§ **What you are asked to do**: Copy out every line in the records below that contains the string "blond". Matching is case-sensitive.

§ **Records for processing**:
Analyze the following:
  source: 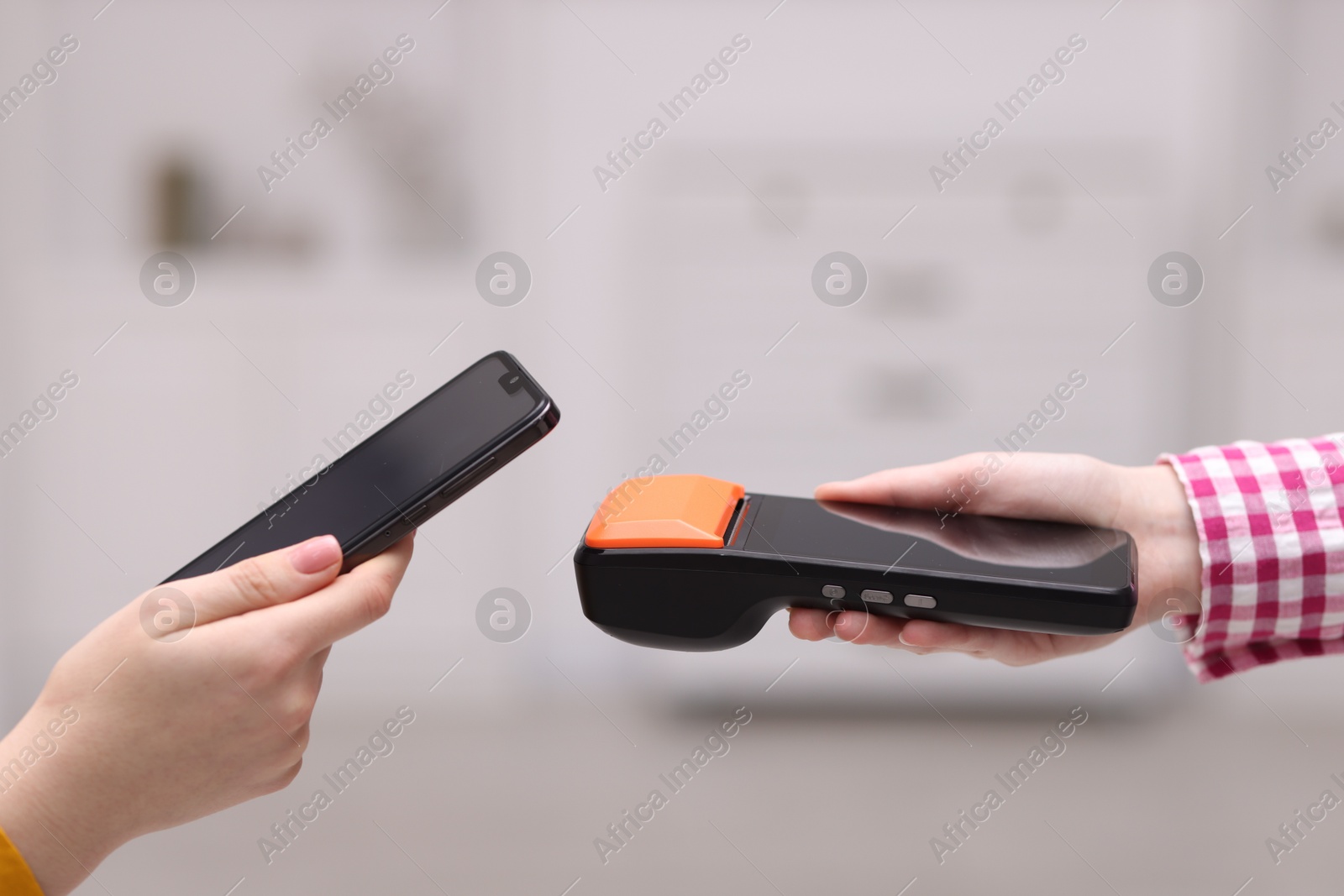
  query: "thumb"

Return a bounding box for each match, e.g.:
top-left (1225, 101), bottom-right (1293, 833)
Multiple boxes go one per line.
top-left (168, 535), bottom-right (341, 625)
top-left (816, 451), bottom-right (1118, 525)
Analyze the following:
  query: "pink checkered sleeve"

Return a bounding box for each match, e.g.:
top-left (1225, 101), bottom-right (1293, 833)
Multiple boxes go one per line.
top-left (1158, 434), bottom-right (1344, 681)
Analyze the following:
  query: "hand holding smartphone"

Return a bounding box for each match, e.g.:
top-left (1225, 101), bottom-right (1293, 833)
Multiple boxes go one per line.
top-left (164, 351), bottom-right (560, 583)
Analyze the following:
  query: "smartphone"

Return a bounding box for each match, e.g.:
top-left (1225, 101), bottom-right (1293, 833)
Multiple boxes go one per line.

---

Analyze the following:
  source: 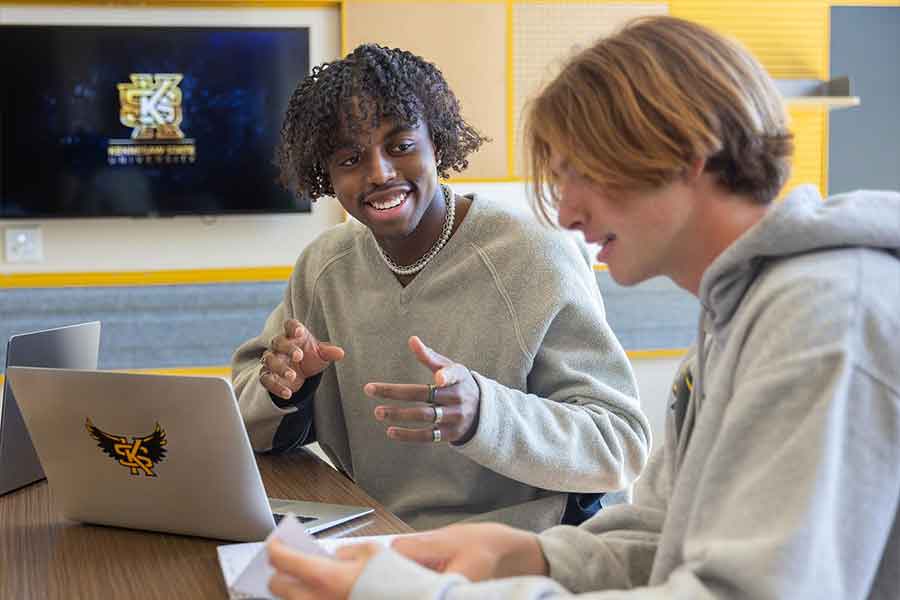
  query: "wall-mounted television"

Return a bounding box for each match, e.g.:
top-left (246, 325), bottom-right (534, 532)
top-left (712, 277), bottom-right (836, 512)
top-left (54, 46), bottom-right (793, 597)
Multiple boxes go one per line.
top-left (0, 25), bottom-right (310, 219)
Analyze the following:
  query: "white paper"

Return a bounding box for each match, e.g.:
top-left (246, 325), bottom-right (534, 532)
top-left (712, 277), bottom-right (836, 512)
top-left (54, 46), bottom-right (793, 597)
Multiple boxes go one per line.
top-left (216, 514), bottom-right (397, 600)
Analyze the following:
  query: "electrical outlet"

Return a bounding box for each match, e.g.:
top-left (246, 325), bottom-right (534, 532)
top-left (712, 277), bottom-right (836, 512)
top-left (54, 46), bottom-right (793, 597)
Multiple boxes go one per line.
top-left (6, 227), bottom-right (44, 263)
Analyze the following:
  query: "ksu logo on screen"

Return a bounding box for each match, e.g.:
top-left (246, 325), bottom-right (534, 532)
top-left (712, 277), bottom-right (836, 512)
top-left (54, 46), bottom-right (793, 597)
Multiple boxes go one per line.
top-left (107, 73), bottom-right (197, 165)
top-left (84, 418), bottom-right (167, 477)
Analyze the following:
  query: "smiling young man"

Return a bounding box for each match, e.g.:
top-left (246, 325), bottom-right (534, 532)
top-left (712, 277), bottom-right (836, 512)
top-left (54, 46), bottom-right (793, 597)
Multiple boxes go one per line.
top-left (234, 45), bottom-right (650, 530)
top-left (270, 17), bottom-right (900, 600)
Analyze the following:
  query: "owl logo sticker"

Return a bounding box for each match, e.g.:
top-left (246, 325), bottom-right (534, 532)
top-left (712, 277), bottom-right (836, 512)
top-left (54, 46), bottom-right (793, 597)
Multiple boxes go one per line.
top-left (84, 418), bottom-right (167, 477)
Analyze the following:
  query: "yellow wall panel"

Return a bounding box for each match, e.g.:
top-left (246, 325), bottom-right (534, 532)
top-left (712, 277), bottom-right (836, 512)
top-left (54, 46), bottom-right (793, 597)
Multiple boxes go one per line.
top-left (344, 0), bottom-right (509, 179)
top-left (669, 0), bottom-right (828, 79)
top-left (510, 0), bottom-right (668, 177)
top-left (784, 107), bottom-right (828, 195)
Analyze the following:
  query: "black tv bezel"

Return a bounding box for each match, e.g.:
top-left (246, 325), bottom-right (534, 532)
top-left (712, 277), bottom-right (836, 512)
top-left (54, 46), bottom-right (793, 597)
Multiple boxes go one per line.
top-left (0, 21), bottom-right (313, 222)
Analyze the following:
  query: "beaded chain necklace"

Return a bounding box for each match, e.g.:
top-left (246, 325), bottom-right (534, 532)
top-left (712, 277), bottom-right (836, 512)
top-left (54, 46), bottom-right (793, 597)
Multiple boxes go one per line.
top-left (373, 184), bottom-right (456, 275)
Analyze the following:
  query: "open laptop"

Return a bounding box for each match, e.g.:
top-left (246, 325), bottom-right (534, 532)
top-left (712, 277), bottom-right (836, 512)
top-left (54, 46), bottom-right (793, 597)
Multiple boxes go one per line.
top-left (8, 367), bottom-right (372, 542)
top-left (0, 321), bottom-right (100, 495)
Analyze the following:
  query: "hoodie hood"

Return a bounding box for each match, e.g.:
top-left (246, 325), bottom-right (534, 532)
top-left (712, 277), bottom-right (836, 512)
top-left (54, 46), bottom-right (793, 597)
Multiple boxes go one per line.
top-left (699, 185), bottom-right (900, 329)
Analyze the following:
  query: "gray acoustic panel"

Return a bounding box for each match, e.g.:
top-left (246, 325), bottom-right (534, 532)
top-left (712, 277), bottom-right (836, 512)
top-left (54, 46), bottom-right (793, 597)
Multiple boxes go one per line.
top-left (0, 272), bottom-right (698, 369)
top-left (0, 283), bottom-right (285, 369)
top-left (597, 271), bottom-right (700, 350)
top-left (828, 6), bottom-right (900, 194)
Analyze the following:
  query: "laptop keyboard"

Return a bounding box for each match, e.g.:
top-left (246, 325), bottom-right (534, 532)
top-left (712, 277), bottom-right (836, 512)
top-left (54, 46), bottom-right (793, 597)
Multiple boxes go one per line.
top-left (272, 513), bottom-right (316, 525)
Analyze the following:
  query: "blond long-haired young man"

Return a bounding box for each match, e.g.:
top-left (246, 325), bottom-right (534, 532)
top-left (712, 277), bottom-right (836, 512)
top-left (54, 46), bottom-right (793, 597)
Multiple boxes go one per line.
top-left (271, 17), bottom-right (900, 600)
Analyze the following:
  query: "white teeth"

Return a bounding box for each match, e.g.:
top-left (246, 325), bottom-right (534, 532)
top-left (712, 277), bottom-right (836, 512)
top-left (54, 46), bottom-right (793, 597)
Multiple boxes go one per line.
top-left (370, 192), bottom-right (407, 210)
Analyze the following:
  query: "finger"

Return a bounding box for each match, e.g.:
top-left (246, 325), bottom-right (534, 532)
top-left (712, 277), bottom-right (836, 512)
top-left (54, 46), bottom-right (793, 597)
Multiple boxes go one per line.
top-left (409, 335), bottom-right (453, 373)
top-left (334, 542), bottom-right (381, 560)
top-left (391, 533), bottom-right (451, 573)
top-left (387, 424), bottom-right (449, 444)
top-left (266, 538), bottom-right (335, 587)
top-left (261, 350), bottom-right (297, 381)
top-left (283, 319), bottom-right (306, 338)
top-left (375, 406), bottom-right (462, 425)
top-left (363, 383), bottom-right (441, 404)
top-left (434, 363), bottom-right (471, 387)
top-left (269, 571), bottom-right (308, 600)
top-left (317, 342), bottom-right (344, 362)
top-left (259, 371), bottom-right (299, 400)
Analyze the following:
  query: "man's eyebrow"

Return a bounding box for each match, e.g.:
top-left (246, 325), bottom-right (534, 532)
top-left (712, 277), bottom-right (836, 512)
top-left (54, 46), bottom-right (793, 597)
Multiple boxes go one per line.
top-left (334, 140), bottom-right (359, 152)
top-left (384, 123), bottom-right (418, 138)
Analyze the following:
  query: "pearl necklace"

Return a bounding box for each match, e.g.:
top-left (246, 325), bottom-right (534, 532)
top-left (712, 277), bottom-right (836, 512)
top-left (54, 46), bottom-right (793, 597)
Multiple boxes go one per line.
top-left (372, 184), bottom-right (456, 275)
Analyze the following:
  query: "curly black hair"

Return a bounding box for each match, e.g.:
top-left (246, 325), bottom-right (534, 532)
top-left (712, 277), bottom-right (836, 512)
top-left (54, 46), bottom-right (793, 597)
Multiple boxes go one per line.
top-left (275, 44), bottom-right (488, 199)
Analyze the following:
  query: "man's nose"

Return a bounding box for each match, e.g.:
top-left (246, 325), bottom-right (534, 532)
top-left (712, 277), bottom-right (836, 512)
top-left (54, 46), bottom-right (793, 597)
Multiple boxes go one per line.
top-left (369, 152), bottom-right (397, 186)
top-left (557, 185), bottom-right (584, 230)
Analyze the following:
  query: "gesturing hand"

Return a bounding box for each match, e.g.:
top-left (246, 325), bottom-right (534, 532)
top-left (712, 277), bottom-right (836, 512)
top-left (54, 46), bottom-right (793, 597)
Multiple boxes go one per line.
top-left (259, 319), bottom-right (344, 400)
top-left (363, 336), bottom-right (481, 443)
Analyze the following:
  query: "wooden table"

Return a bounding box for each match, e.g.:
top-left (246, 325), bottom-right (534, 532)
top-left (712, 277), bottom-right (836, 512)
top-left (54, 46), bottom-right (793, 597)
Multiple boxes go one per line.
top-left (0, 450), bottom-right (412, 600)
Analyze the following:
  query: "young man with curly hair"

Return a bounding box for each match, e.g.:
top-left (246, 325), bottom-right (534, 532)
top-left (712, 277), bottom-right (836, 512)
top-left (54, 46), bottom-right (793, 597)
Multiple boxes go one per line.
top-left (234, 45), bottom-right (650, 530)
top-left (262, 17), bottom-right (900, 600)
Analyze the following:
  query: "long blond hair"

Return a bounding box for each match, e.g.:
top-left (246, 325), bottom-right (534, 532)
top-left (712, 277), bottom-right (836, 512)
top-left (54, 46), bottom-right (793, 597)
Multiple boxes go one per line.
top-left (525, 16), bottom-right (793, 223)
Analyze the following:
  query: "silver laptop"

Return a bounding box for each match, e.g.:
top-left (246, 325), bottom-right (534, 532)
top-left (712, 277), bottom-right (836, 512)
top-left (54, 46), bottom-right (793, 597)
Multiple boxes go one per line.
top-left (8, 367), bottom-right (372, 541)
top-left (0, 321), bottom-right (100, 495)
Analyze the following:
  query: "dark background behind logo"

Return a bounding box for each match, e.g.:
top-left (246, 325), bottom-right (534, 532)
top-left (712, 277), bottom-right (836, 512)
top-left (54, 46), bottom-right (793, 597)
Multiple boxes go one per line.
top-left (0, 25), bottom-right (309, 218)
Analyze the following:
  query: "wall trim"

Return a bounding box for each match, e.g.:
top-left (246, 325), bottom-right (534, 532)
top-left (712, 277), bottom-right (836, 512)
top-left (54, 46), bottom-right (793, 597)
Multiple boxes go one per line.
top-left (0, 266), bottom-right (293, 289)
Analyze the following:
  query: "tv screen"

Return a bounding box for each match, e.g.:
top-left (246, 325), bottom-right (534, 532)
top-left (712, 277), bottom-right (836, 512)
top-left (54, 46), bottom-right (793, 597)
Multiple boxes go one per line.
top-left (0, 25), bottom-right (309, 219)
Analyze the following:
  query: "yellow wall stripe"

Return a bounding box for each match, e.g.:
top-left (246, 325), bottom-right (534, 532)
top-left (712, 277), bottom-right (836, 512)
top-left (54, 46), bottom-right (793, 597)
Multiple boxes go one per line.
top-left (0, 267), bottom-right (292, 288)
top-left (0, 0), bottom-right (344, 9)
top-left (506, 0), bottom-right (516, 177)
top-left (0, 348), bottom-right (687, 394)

...

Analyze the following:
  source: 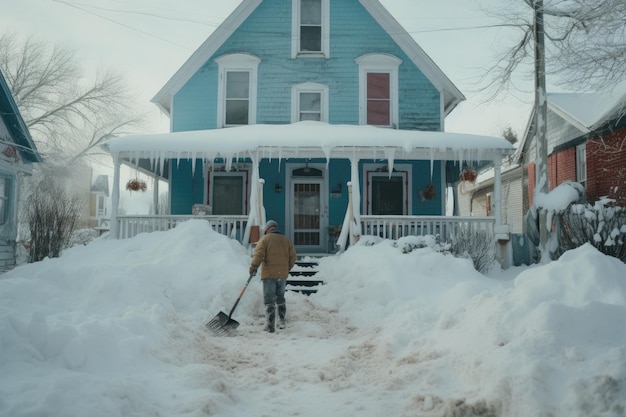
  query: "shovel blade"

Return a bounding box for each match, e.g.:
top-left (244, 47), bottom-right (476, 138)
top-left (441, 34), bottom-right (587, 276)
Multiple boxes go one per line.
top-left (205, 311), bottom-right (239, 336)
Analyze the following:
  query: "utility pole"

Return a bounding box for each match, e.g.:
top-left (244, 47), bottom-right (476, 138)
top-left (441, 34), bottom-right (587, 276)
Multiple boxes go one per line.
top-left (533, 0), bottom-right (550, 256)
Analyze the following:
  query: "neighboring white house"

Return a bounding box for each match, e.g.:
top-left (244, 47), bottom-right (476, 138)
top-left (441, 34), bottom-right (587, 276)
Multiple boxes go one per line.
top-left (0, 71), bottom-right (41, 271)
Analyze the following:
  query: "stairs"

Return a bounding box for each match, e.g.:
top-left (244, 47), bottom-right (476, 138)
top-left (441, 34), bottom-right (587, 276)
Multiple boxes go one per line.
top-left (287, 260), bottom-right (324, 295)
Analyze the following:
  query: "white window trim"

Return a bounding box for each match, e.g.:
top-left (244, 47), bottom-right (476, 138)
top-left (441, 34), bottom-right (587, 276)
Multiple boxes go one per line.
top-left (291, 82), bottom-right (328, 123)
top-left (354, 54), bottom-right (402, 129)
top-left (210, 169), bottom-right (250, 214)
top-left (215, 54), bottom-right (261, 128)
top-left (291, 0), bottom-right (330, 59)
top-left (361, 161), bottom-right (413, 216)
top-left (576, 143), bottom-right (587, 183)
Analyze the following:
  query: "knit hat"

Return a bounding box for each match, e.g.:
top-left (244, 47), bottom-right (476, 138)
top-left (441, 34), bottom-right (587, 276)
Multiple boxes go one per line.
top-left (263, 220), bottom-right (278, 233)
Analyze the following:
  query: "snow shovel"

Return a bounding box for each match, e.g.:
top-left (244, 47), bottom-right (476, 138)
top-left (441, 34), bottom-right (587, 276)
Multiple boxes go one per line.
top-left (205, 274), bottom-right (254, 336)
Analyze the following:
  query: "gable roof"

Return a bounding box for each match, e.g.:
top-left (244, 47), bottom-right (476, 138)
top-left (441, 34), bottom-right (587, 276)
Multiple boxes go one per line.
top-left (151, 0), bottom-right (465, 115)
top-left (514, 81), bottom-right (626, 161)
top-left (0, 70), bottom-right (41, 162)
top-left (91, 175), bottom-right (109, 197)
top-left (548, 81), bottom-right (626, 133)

§ **Exercise answer**:
  query: "blond long-haired young man"
  query: "long blond hair"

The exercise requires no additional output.